**Your objective**
All of the data below is to be written out again exactly.

**Extracted material**
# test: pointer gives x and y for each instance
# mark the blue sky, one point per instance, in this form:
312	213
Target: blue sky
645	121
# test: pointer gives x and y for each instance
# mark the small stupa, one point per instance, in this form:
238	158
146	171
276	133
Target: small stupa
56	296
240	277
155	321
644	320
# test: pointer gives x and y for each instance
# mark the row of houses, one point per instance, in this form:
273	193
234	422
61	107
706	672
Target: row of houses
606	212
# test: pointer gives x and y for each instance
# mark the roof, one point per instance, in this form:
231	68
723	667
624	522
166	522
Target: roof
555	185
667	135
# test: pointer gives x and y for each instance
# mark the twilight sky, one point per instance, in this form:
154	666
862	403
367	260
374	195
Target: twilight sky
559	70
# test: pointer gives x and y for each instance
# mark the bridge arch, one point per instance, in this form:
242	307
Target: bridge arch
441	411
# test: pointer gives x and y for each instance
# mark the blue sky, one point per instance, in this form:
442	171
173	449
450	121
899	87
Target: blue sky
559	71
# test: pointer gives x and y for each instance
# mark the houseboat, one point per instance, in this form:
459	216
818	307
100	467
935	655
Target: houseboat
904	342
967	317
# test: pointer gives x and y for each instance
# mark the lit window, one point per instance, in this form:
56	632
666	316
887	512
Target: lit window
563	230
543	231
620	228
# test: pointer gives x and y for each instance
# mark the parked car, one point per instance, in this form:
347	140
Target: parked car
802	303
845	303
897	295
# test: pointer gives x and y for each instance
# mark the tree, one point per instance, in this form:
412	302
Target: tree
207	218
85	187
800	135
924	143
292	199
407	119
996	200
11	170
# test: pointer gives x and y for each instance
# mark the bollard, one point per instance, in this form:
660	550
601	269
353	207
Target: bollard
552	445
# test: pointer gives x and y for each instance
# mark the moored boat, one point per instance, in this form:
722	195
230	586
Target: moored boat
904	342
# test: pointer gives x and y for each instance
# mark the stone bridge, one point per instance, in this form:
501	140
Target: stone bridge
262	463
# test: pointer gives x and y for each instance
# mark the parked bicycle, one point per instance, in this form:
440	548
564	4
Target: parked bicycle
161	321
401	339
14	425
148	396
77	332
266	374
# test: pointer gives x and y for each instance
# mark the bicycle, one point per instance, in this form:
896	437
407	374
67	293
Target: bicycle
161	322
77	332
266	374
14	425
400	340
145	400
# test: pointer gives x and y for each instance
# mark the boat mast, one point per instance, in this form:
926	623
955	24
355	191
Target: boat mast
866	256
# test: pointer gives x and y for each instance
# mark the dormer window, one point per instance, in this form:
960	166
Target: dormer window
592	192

**Result below**
# test: pointer gives x and y for each instance
# mark the blue sky, one point per instance, in this form:
312	213
Target: blue sky
645	121
# test: pointer gives x and y for each instance
# mark the small stupa, one point per instance, in this form:
238	158
146	171
276	133
Target: small stupa
56	296
240	277
155	321
644	320
# test: pointer gives x and y for each instance
# mark the row of houses, one point per instance, in this form:
273	193
234	422
61	107
706	672
Target: row of houses
606	212
# test: pointer gives x and y for each instance
# mark the roof, one point per instance, in this form:
231	68
723	667
624	522
166	522
Target: roof
555	185
667	135
# test: pointer gives x and y for each instance
# mark the twilight sky, one point per instance, in this form:
154	666
862	403
367	260
374	195
Target: twilight sky
559	70
# test: pointer gives x and y for each instance
# mark the bridge arch, one point per instance, in this form:
242	307
Target: bridge arch
441	411
# test: pointer gives x and y for each instance
# mark the blue sky, one point per instance, in this form:
442	171
173	449
450	121
899	87
Target: blue sky
559	71
# test: pointer gives x and y for each instance
# mark the houseboat, one point per instance, in this form:
459	216
818	307
100	467
935	655
Target: houseboat
904	342
967	317
# test: pointer gives x and y for each instance
# mark the lit window, one point per instance, in this form:
56	632
666	316
887	512
Target: lit window
563	230
543	231
620	228
# test: pointer gives x and y for each instance
# mark the parked car, one point per instance, in this form:
347	140
Target: parked car
802	303
845	303
897	295
# test: pointer gives x and y for each instance
# mark the tree, one point per instance, in this form:
412	302
Target: tree
207	218
85	187
800	135
924	143
292	199
407	119
996	200
11	170
# test: pointer gives x and y for each instance
# mark the bollard, one point per instance, in this form:
660	550
601	269
353	207
Target: bollard
552	445
# test: pointer gives x and y for each instance
# mark the moored boat, one point per instance, in this form:
722	195
230	586
Target: moored boat
904	342
# test: pointer gives x and y for each instance
# mark the stone bridge, one point per instance, in this form:
501	140
Target: stone bridge
262	463
# test: pointer gives x and y for each instance
# mark the parked bicycle, one point per instance, in this form:
440	548
564	4
Target: parked bicycle
161	321
401	339
14	425
148	396
77	332
266	374
# test: pointer gives x and y for each instance
# mark the bicycle, one point per instance, in this form:
896	437
407	374
67	293
Target: bicycle
161	322
77	332
266	374
14	425
400	340
145	400
# test: pointer gives x and y for each instance
# mark the boat mast, one point per instance, in this form:
926	623
955	24
355	191
Target: boat mast
866	256
# test: pointer gives x and y for each instance
# mark the dormer window, one point per instance, in this form:
960	166
Target: dormer window
592	192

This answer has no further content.